**TEXTE DU DOCUMENT**

•••••

Les contacts avaient été proscrits, poignées de mains, embrassades et accolades… jusqu’à la bûche de Noël partagée avec les grands-parents ! Or, la neuropsychologue Céline Rivière, auteur de l’ouvrage La câlinothérapie, expliqua, sur le site de la chaîne Cnews, à l’occasion de la cuvée 2021 de notre Journée, que le câlin est « complètement vital. Il nous remet en lien avec les autres. Quand on est privé de câlins, on se retrouve dans un état de stress et d’agressivité. On perd nos repères. L’homme est un animal social et sociable. » La détresse de beaucoup, enfants, adultes, personnes âgées, en temps de confinement, reste dans nos mémoires.
A juste titre, bien qu’implicitement, cette praticienne pointait donc d’abord l’impasse d’une société où la santé physique est posée en impératif catégorique : les contradictions y sont inévitables, comme celle indiquée à l’instant. Elle rappelait ensuite plus positivement la dimension sociale et incarnée de la personne. Très bien. C’est l’application de cette vérité qui entraîne tout aussitôt une question – et c’est ce sur quoi nous voudrions réfléchir rapidement : le câlin, non pas tant sa journée internationale que ce qu’il signifie d’une conception des rapports humains, n’est-il pas chargé d’une responsabilité qu’il ne saurait assumer ?
Plaisir, utilité et bien
Revenons aux classiques. Aristote, dans les livres VIII et IX de l’Ethique à Nicomaque, pose que l’amitié est ce qui se trouve au fondement de la vie sociale, relationnelle. Toutefois, il convient de préciser : il est des amitiés selon l’utilité, d’autres selon le plaisir, des dernières, enfin, selon le bien affirme le philosophe.

•••••

**LISTE DES DONNÉES**
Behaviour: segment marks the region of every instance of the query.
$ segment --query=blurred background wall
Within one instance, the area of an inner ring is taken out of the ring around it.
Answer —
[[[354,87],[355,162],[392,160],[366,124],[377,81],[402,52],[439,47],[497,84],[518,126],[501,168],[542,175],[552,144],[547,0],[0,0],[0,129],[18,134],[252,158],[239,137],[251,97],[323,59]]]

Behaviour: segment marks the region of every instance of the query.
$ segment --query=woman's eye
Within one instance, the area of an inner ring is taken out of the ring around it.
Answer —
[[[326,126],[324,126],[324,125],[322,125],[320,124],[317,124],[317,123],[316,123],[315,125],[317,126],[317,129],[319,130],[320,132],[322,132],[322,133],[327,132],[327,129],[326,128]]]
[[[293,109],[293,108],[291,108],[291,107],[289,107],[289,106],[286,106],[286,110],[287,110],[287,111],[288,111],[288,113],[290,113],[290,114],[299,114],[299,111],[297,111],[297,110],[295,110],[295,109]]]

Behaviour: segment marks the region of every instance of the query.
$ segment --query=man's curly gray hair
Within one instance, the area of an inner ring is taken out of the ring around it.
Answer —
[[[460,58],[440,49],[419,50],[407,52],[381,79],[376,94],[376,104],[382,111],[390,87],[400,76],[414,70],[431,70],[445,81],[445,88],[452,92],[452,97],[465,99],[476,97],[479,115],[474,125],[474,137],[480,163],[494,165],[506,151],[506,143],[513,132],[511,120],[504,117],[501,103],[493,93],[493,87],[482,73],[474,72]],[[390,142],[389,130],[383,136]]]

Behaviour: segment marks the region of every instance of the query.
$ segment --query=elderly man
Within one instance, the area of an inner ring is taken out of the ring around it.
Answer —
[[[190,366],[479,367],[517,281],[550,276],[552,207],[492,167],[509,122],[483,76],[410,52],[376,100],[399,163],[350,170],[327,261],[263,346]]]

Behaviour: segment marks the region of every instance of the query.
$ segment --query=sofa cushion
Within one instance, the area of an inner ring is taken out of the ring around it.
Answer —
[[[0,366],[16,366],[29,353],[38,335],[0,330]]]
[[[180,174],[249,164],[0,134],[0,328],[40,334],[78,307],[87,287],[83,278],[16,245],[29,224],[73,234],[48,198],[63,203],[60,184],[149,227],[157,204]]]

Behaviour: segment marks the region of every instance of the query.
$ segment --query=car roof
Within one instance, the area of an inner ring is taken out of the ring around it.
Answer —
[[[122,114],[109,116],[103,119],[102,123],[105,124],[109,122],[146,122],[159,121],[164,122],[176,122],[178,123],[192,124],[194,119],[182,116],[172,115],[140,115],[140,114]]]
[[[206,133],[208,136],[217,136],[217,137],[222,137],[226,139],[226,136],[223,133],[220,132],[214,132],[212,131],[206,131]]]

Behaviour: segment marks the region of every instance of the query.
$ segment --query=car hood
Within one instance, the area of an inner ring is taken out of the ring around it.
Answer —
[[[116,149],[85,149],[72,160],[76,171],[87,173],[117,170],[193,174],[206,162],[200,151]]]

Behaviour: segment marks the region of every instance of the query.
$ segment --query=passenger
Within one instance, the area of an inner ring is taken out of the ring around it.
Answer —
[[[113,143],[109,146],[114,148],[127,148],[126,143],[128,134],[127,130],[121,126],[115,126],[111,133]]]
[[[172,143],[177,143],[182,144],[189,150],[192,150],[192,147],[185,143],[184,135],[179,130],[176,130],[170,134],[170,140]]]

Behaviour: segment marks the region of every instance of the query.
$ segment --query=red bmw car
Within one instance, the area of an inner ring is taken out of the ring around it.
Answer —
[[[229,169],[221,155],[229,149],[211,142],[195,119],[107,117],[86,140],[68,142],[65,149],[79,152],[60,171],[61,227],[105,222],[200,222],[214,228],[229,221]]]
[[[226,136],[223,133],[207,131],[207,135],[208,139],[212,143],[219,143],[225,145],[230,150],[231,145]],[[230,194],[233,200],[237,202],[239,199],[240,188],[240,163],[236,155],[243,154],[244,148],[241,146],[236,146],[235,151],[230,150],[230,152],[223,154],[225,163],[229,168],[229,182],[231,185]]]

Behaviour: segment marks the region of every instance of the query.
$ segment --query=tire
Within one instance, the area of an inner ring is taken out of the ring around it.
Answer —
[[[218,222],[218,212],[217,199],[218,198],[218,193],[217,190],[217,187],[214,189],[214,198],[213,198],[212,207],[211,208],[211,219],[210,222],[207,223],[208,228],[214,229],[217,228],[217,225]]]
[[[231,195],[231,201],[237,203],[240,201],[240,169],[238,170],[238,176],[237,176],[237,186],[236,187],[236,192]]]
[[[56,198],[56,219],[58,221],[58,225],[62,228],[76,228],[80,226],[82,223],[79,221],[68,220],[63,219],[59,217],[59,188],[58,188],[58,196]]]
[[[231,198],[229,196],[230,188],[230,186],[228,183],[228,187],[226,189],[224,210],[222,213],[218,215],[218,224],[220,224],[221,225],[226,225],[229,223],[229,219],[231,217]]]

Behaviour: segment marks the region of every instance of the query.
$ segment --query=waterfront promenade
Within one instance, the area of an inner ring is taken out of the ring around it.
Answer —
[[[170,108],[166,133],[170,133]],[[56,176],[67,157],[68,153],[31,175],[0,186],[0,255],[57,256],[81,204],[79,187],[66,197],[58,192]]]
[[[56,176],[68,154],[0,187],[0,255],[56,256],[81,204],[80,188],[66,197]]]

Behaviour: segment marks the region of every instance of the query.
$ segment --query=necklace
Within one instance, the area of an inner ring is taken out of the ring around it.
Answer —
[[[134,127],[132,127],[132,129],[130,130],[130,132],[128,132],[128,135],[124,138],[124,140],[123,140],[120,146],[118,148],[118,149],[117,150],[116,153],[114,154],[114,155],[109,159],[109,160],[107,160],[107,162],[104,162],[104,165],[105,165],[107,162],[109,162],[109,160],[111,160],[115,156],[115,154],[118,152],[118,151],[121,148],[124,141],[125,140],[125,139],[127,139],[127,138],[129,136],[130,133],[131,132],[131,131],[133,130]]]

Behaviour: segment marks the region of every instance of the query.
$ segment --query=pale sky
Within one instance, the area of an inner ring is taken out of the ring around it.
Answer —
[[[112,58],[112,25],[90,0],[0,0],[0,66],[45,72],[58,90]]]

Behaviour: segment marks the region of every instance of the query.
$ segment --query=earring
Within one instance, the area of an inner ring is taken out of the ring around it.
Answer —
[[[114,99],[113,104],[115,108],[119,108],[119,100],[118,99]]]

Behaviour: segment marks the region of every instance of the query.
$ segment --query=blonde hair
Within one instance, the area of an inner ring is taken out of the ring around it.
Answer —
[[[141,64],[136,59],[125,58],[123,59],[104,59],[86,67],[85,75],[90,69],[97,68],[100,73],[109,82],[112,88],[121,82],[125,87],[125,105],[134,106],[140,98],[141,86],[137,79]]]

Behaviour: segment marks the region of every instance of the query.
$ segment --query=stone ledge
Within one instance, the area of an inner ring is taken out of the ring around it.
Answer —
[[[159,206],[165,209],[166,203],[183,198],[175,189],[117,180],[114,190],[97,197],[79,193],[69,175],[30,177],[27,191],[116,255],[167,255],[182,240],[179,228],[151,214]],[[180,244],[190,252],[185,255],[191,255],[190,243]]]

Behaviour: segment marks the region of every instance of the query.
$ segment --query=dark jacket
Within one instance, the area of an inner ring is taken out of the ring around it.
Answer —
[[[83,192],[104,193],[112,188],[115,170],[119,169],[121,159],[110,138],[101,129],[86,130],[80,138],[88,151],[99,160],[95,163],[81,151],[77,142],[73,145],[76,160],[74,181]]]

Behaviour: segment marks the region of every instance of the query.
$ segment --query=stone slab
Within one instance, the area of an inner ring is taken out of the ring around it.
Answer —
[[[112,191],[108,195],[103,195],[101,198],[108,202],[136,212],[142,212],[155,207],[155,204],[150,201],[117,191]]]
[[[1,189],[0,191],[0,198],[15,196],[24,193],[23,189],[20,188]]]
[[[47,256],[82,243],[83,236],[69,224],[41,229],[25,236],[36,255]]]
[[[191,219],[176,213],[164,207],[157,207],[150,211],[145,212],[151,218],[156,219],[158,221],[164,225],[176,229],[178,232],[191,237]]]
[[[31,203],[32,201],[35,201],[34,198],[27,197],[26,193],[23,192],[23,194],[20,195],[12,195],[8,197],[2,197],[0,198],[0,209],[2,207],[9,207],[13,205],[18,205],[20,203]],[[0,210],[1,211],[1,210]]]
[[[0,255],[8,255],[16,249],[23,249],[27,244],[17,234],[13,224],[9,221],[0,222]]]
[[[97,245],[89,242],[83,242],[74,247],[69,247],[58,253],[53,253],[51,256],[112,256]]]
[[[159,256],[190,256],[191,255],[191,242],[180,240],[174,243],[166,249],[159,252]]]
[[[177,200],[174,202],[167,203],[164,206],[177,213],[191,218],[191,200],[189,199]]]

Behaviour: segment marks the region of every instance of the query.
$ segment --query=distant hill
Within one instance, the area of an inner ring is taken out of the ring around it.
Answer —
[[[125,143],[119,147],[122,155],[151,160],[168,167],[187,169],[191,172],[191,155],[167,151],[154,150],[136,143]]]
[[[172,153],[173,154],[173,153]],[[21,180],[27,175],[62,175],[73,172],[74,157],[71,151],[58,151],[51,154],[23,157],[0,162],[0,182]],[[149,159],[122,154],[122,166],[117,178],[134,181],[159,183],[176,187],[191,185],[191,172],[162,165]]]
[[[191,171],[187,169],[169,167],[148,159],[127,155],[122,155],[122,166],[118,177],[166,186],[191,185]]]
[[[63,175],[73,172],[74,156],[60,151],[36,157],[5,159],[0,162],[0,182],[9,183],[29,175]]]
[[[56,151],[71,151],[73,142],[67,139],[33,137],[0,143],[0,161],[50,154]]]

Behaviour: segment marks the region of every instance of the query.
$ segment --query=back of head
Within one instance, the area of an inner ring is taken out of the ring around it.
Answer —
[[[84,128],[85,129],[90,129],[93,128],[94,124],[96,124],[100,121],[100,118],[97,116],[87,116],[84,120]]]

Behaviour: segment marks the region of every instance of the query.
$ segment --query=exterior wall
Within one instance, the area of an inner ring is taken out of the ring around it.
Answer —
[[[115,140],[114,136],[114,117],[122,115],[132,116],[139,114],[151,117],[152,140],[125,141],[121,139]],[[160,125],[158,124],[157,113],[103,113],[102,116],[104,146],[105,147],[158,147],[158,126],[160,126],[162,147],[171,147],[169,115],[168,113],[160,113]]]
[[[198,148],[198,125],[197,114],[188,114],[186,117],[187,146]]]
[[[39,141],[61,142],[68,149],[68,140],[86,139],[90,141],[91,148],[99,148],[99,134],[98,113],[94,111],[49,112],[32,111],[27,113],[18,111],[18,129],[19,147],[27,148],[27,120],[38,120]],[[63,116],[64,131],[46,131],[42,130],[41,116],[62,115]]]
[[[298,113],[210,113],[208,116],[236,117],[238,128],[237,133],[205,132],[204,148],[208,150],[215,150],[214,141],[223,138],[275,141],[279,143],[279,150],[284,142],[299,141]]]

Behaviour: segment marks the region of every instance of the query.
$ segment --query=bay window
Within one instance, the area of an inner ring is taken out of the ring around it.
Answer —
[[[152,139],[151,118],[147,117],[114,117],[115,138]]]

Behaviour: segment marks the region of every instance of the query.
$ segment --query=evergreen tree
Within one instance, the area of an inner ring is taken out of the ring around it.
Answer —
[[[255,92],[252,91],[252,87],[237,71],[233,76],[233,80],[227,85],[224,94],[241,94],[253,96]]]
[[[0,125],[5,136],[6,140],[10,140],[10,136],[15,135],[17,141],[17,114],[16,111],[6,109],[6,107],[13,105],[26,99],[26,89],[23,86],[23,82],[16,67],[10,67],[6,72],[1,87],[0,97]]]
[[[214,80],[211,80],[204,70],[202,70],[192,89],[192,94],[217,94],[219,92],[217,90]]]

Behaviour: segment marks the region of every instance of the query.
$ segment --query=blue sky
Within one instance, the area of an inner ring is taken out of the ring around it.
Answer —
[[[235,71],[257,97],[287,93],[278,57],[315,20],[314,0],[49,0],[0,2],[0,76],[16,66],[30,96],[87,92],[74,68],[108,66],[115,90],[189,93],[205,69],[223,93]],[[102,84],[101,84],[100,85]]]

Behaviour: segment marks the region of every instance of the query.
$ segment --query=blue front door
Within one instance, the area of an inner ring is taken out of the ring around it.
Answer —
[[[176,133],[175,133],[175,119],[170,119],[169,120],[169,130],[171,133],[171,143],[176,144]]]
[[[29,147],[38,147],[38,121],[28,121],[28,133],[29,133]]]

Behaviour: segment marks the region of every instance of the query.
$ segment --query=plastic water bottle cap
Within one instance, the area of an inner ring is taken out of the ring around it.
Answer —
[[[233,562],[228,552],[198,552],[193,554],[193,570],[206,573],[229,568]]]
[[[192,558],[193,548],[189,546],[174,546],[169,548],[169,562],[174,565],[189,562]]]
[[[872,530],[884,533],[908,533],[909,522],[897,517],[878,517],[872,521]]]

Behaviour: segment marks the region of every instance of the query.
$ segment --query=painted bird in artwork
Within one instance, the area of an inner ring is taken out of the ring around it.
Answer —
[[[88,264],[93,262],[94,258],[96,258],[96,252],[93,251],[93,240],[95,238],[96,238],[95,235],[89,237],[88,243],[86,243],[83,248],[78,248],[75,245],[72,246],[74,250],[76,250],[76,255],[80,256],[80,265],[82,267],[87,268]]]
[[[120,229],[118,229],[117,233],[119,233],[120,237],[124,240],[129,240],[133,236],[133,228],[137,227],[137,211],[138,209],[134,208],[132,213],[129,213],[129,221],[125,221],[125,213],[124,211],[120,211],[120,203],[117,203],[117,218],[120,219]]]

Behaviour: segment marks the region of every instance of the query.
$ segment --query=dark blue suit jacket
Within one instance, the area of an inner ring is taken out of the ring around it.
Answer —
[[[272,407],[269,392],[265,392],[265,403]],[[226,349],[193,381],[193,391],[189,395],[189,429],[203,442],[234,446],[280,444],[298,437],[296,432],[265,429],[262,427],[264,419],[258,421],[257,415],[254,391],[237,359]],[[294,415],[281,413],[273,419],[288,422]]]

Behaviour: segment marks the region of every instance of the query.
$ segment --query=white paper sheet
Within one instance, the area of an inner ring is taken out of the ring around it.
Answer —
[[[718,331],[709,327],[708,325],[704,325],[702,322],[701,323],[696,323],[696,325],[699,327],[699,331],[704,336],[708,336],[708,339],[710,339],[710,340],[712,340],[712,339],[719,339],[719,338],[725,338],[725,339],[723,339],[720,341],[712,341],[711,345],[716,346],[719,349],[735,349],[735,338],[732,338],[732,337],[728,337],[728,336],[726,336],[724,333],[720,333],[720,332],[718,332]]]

•••••

**CONSIGNE**
Écrivez la suite du texte sur le câlin et l’amitié, en commençant juste après sa dernière phrase.

**VOTRE RÉPONSE**
Si l’on accepte le rapprochement un rien étrange entre la perspective des câlins et la typologie de l’amitié selon Aristote, il semble que ce soit du côté du plaisir et de l’utilité qu’on se situe : du plaisir d’abord (par les hormones générées, dont l’ocytocine, l’hormone de l’amour et de la confiance), puis de l’utilité (je suis alors prémuni contre la déprime, l’angoisse, l’agressivité). En somme, le câlin comme bien-être.
Ce n’est pas rien. Toutefois, au-delà de la journée mondiale qui nous occupe, on pense reconnaître ici une tendance lourde de la mentalité contemporaine : la lente transformation des Etats en structures maternantes, avec en corollaire la victimisation de tous et de chacun, exigeant consolation et réparation. La thématique du care, qui ne reste encore que de l’ordre du discours, s’intègre dans ce contexte (déstructuré aussi par la disparition du père) et se donne comme l’équivalent social du câlin. Ses métiers sont ceux de l’avenir, annonce-t-on, signant par là, entre autres, l’abandon de toute volonté et industrie productives.
La religion même est touchée par ces requêtes de bien-être, notamment en certaines de ses expressions que sont la prière commune ou l’intériorité.
La vraie amitié et l’agapè
Or, si légitimes que puissent être les deux premières amitiés, elles sont d’un degré inférieur, car utilité et plaisir n’ont qu’un temps et sont assez arbitraires. Seule, continue Aristote, l’amitié selon le bien est capable de poser un fondement durable. « L’amitié parfaite est celle que nouent les hommes bons les uns avec les autres et ceux qui se ressemblent sur le plan de la vertu ». Cette amitié suppose la vertu et l’accroît en retour ; ce qui lui permet d’intégrer à leur juste place l’utilité et le plaisir, sans subir leurs à-coup.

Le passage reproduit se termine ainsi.